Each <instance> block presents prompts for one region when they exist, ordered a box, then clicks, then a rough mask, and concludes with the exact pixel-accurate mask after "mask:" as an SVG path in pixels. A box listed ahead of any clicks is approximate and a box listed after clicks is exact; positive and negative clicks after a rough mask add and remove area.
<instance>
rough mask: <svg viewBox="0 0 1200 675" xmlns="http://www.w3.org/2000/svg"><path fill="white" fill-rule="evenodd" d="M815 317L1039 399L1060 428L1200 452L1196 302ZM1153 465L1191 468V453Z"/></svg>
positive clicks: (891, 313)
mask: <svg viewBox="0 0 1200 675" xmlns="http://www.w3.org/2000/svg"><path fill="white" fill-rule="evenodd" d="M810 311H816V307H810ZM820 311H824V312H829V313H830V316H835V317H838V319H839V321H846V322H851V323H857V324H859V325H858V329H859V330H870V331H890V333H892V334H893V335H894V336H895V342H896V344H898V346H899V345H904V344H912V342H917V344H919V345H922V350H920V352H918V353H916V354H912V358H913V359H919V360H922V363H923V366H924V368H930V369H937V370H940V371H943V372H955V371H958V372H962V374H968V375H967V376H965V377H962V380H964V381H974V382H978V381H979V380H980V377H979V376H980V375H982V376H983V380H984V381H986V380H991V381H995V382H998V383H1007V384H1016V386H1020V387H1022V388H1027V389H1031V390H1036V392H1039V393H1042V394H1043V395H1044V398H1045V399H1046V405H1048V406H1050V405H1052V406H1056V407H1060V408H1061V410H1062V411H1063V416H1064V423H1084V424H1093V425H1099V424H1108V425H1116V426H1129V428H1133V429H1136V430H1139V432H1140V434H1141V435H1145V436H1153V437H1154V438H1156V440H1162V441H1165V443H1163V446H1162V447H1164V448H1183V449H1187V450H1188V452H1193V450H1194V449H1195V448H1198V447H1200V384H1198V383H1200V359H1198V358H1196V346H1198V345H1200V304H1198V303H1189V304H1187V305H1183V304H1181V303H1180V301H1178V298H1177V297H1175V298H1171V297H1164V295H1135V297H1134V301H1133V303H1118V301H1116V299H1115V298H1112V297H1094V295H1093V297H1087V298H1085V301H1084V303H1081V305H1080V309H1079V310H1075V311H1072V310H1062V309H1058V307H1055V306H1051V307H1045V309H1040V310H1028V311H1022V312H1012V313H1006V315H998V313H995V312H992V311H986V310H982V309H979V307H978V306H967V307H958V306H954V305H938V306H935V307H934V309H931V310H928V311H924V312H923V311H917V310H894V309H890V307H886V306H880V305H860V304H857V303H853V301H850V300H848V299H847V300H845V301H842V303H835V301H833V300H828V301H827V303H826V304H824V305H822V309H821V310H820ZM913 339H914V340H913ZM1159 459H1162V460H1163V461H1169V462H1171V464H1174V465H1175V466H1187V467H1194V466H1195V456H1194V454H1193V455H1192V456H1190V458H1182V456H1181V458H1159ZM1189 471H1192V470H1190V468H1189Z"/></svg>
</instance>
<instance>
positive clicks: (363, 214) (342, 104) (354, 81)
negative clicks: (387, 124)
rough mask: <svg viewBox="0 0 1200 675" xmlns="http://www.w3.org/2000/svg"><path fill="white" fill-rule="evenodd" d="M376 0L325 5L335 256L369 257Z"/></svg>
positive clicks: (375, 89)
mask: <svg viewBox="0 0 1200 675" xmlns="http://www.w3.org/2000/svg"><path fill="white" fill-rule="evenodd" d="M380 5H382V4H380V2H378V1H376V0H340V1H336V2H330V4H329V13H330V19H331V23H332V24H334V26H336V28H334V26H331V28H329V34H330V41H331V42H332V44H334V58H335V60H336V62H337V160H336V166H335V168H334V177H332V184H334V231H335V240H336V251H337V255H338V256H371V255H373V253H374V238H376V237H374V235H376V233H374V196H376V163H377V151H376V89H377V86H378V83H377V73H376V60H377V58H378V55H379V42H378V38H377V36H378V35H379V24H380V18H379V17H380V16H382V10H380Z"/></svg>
◆ ◆ ◆ ◆
[EXERCISE OBJECTIVE]:
Print all of the entries above again, line for line and without any change.

[SOLUTION FOR THIS PROBLEM]:
Each <instance> block presents prompts for one region when they exist, ordered a box, then clicks, then a rough mask, and concludes with the exact pixel-accurate mask after "mask:" as an SVG path in pixels. A box listed ahead of any clicks is approximate and a box listed after clicks is exact; positive and negative clicks after a rough mask add and remove area.
<instance>
rough mask: <svg viewBox="0 0 1200 675" xmlns="http://www.w3.org/2000/svg"><path fill="white" fill-rule="evenodd" d="M815 317L1039 399L1060 428L1200 452L1196 302ZM1153 465L1191 468V453Z"/></svg>
positive clicks: (891, 313)
mask: <svg viewBox="0 0 1200 675" xmlns="http://www.w3.org/2000/svg"><path fill="white" fill-rule="evenodd" d="M810 311H816V307H810ZM820 311H824V312H829V313H830V316H835V317H838V319H839V321H846V322H851V323H857V324H859V325H858V329H859V330H870V331H890V333H892V334H893V335H894V336H895V342H896V344H898V346H899V345H904V344H912V342H917V344H919V345H922V350H920V352H918V353H916V354H912V358H913V359H919V360H922V363H923V366H924V368H930V369H937V370H940V371H943V372H955V371H958V372H962V374H968V375H967V376H965V377H962V380H964V381H974V382H978V381H979V380H980V377H979V376H980V375H982V376H983V380H984V381H986V380H991V381H995V382H998V383H1007V384H1016V386H1020V387H1022V388H1027V389H1031V390H1036V392H1039V393H1042V394H1043V395H1044V398H1045V399H1046V405H1048V406H1050V405H1052V406H1056V407H1060V408H1061V410H1062V411H1063V416H1064V423H1084V424H1093V425H1099V424H1108V425H1116V426H1129V428H1133V429H1136V430H1139V432H1140V434H1141V435H1145V436H1153V437H1154V438H1156V440H1162V441H1165V443H1163V446H1162V447H1164V448H1183V449H1187V450H1188V452H1193V450H1194V449H1195V448H1198V447H1200V384H1198V383H1200V359H1198V358H1196V346H1198V345H1200V304H1198V303H1189V304H1187V305H1183V304H1181V303H1180V301H1178V298H1177V297H1175V298H1171V297H1164V295H1135V297H1134V301H1133V303H1118V301H1116V299H1115V298H1112V297H1094V295H1093V297H1087V298H1085V301H1084V303H1081V305H1080V309H1079V310H1075V311H1072V310H1062V309H1058V307H1055V306H1051V307H1045V309H1040V310H1028V311H1022V312H1012V313H1006V315H998V313H995V312H992V311H986V310H982V309H979V307H978V306H967V307H958V306H954V305H938V306H935V307H934V309H931V310H928V311H924V312H923V311H917V310H894V309H890V307H886V306H880V305H860V304H857V303H853V301H850V300H848V299H847V300H845V301H842V303H835V301H833V300H828V301H827V303H826V304H824V305H822V309H821V310H820ZM913 339H914V340H913ZM1159 459H1162V460H1163V461H1169V462H1171V464H1174V465H1175V466H1187V467H1194V466H1195V456H1194V454H1193V455H1192V456H1190V458H1182V456H1181V458H1159ZM1189 471H1192V470H1190V468H1189Z"/></svg>
</instance>
<instance>
positive clicks: (363, 214) (342, 104) (354, 81)
negative clicks: (387, 124)
rough mask: <svg viewBox="0 0 1200 675" xmlns="http://www.w3.org/2000/svg"><path fill="white" fill-rule="evenodd" d="M376 0L325 5L335 256L369 257Z"/></svg>
positive clicks: (375, 89)
mask: <svg viewBox="0 0 1200 675" xmlns="http://www.w3.org/2000/svg"><path fill="white" fill-rule="evenodd" d="M380 5H382V4H380V2H378V1H376V0H340V1H336V2H330V4H329V13H330V19H331V23H332V24H334V26H336V28H334V26H331V28H329V34H330V41H331V42H332V44H334V58H335V60H336V62H337V160H336V166H335V168H334V177H332V184H334V231H335V240H336V251H337V255H338V256H371V255H373V253H374V238H376V237H374V235H376V233H374V196H376V163H377V151H376V89H377V86H378V83H377V73H376V60H377V58H378V55H379V42H378V38H377V36H378V35H379V24H380V18H379V17H380V16H382V10H380Z"/></svg>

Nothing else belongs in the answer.